▶ [MATERIAL PROVIDED]:
·····

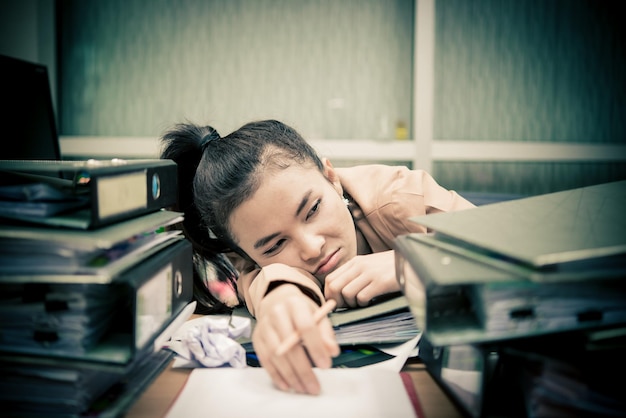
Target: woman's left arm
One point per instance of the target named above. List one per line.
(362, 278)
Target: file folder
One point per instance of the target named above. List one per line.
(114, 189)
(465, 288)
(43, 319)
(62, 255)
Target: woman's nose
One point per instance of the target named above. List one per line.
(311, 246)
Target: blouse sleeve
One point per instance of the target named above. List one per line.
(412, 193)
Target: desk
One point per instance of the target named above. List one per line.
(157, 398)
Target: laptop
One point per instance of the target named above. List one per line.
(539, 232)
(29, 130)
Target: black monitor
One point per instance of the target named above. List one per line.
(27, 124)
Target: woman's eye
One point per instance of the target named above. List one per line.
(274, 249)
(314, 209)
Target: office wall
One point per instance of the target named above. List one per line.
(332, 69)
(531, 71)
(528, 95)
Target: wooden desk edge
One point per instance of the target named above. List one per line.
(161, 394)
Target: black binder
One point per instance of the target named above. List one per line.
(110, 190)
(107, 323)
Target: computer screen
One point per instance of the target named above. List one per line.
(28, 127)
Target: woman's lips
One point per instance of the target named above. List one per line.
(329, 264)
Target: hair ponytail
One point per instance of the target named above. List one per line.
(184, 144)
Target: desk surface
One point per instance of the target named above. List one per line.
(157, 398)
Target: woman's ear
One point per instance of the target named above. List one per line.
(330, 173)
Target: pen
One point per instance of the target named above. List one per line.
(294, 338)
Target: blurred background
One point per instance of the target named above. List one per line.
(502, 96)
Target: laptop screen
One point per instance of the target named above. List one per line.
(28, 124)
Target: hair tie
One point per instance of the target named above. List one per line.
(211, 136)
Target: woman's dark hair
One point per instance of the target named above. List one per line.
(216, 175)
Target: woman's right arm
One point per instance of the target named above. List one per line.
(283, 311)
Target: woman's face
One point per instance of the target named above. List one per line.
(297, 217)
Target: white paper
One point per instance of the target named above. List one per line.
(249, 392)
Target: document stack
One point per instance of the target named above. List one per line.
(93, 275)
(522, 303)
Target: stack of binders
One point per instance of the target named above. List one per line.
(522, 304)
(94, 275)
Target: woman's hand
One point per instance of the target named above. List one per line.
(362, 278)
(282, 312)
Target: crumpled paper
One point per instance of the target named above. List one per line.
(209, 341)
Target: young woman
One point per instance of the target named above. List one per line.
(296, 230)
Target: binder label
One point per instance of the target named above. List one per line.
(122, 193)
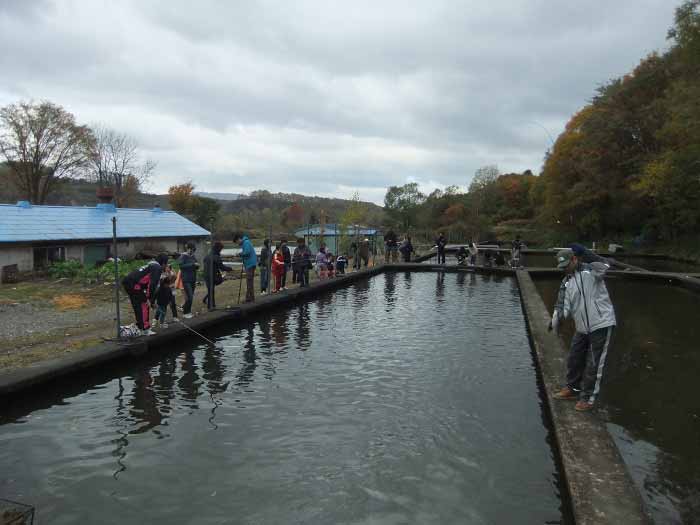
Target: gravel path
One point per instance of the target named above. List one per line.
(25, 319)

·····

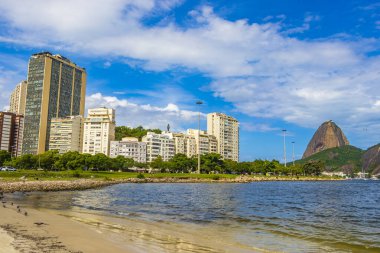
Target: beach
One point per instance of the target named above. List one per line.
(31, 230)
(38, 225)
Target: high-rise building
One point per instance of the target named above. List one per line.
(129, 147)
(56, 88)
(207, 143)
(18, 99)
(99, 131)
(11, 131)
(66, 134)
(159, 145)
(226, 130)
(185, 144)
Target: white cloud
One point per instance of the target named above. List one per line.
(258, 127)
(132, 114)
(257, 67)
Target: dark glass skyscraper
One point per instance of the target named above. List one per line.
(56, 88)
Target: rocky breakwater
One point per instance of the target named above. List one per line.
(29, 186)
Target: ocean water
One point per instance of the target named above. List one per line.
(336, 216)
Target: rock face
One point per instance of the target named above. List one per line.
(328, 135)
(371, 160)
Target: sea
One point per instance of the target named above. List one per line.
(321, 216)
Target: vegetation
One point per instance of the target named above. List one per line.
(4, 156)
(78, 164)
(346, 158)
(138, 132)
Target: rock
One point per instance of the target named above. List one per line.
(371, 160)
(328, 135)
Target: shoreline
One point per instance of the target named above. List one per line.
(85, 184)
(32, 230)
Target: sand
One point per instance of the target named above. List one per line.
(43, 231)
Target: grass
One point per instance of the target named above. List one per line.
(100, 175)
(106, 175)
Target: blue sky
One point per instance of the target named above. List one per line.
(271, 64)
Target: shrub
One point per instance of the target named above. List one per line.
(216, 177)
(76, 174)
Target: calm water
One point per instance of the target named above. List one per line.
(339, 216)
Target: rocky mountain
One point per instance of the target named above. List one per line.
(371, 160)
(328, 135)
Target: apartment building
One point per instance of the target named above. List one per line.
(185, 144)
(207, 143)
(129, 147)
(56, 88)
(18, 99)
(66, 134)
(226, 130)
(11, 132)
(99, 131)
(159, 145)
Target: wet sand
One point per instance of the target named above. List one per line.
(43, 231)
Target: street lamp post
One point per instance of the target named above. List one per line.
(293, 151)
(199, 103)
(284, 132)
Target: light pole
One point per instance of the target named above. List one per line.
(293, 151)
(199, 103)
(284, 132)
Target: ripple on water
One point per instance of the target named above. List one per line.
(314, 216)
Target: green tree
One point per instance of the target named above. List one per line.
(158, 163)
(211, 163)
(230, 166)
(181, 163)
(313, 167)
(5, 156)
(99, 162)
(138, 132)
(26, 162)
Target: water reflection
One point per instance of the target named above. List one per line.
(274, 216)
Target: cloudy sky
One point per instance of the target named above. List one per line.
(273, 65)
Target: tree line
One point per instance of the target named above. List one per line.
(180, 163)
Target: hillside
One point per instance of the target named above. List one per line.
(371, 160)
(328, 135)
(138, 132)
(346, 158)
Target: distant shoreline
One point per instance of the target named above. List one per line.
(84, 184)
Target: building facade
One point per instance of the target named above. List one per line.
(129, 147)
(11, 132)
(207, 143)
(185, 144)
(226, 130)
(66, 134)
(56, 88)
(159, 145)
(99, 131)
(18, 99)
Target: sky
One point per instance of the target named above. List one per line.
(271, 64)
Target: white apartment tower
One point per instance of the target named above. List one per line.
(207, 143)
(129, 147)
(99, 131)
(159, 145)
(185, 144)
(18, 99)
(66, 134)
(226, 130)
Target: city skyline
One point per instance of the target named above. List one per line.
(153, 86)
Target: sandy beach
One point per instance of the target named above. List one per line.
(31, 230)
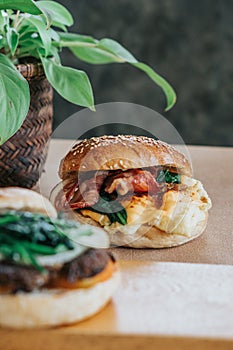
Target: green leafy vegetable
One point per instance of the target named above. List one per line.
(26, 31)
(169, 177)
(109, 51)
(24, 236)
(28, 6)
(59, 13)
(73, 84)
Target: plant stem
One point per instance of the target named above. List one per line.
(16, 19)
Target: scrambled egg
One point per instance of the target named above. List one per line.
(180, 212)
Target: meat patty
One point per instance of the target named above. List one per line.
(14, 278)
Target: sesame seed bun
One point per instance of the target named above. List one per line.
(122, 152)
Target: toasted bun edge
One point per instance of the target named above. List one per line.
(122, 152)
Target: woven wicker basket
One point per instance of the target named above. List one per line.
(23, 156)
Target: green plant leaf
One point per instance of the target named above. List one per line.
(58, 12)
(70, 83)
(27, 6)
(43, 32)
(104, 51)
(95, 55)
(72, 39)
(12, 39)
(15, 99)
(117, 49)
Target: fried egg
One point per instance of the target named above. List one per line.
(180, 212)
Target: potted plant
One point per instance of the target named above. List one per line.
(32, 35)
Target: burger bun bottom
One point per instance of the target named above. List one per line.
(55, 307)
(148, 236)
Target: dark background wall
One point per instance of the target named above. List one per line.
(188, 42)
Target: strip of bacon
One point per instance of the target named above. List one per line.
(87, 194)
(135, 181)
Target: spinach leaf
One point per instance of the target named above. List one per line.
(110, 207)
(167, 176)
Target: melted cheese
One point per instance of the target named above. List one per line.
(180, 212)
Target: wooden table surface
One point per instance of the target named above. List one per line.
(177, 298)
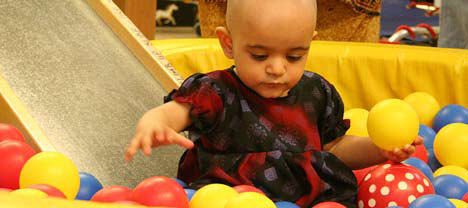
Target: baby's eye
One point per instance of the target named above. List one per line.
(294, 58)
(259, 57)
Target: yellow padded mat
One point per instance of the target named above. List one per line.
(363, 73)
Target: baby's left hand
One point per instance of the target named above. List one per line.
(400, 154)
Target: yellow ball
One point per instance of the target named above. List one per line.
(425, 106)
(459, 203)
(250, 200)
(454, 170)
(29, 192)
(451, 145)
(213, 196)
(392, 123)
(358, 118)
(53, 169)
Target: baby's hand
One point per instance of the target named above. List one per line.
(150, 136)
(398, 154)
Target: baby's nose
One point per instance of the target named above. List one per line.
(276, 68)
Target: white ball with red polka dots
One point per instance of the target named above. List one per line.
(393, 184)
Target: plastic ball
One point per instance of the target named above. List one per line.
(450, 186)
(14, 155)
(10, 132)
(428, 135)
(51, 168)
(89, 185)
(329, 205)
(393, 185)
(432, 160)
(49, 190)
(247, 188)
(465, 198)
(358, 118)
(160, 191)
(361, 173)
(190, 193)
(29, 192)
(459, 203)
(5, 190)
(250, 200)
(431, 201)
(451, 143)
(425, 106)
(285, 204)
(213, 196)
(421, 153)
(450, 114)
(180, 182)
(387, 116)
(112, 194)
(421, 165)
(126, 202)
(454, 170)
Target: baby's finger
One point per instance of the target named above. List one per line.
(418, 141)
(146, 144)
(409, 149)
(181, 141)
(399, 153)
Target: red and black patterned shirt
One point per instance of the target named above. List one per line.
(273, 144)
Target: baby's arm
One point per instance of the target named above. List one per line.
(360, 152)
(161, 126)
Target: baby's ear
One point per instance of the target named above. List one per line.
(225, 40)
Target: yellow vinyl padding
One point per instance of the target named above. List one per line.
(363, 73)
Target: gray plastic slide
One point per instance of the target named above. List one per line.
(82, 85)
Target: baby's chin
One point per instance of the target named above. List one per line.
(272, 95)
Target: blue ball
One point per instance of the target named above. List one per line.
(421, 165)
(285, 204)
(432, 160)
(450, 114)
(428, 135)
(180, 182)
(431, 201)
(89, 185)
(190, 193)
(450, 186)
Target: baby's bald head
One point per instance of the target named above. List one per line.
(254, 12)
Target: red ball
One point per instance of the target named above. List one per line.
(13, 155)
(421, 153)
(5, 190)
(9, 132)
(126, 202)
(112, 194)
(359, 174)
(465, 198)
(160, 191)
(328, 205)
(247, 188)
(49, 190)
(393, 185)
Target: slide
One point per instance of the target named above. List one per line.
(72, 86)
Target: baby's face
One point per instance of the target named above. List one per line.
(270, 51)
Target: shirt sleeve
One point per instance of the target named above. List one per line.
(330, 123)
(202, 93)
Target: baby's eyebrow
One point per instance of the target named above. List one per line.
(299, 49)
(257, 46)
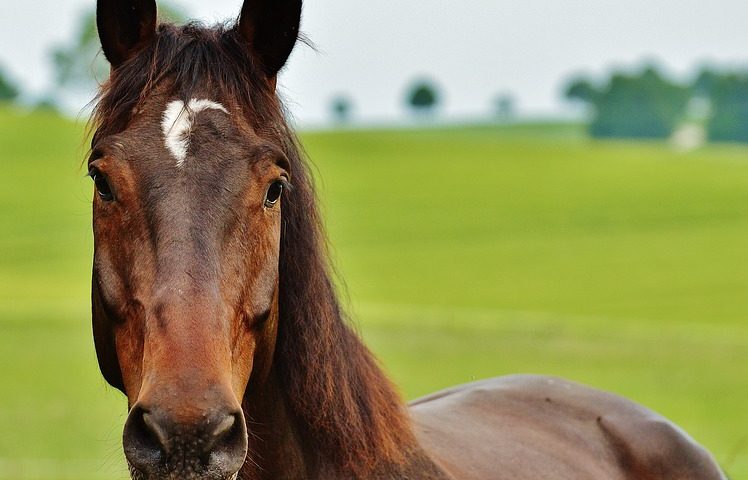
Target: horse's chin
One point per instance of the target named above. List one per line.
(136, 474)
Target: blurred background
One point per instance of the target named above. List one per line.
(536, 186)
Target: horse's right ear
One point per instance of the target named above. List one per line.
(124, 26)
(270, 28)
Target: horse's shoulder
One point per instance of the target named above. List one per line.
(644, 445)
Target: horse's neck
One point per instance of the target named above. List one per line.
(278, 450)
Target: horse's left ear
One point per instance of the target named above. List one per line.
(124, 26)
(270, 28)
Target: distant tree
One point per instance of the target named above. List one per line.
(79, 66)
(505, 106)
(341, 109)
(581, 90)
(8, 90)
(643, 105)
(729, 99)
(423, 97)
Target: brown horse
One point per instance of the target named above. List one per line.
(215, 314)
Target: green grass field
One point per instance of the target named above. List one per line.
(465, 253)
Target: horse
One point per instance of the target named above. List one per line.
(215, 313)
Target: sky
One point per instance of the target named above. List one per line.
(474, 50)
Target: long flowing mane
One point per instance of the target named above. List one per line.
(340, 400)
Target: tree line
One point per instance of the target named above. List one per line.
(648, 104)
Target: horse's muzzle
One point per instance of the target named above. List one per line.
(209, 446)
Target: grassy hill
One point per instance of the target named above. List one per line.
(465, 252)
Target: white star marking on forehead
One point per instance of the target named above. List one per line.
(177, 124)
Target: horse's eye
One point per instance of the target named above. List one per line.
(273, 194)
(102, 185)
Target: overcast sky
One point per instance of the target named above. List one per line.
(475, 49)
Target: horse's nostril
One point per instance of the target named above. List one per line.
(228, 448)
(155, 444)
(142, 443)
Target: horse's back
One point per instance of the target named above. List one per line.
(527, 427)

·····

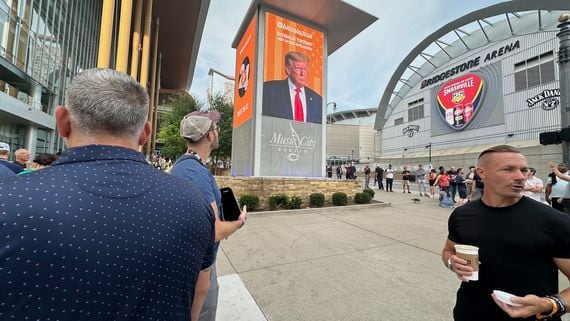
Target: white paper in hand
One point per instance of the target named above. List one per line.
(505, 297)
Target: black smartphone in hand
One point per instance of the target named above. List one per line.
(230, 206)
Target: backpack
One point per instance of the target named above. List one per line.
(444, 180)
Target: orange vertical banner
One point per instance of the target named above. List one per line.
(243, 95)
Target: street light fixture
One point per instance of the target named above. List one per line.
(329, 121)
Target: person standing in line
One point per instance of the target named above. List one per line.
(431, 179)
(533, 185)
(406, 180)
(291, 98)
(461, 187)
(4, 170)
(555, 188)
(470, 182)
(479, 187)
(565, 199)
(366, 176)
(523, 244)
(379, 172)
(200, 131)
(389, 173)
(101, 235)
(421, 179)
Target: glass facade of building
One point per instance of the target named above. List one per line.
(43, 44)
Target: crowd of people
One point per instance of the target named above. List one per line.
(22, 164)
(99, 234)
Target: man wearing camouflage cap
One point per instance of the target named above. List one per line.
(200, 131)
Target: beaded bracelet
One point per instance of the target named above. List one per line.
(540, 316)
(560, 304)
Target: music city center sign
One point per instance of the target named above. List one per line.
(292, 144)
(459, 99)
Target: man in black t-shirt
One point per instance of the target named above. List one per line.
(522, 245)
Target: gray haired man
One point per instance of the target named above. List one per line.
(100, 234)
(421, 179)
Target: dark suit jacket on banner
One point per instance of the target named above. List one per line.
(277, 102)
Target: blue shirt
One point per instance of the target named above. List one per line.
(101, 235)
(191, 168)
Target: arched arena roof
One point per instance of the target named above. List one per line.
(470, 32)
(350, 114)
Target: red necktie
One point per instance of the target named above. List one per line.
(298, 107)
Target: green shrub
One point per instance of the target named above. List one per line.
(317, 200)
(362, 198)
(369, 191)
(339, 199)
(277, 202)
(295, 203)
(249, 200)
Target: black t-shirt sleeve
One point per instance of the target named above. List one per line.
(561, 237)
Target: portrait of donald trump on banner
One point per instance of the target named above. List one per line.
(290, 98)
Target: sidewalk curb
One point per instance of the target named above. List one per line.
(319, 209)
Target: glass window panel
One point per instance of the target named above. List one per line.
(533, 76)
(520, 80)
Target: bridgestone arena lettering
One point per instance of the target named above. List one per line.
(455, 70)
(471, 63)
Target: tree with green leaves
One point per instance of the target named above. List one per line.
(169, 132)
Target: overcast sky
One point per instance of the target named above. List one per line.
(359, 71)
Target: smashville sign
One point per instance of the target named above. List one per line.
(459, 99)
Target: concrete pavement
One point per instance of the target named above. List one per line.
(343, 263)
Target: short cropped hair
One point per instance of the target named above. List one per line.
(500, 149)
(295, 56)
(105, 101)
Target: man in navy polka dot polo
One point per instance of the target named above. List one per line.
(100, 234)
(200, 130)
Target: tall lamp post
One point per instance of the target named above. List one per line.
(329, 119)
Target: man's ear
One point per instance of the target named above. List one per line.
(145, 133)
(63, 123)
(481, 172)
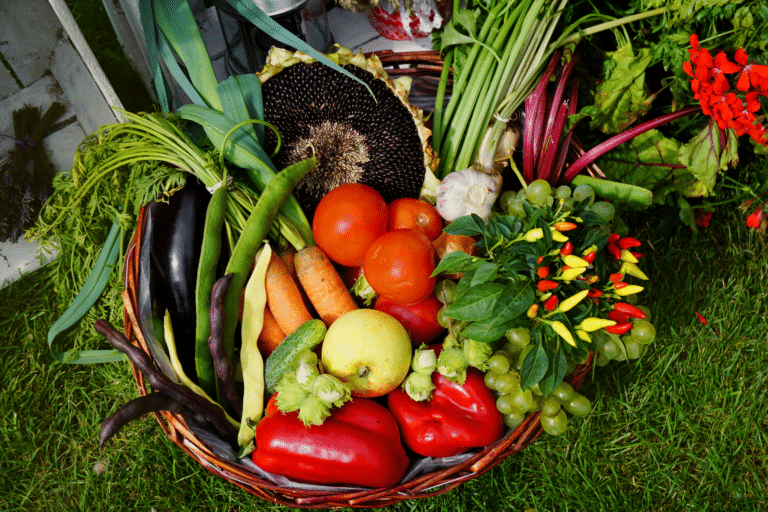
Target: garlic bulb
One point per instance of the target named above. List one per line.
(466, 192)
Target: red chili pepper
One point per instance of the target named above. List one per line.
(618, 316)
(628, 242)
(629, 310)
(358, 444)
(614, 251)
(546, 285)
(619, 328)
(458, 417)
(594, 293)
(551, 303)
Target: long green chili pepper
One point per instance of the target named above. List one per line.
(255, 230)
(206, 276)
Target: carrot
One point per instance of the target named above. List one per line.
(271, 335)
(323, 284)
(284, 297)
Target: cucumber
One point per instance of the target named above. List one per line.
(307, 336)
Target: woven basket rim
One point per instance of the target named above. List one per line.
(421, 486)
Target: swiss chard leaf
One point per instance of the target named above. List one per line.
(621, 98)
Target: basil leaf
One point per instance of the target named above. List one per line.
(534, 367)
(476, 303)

·····

▶ [STATED GOAL]:
Which lines above contain the word "black"? Copy out each one in full.

▶ [THE COMPLETED TASK]:
Target: black monitor
Target: black binder
Target: red and black patterned shirt
Target: black smartphone in hand
Target: man in black t-shirt
Target: black t-shirt sleeve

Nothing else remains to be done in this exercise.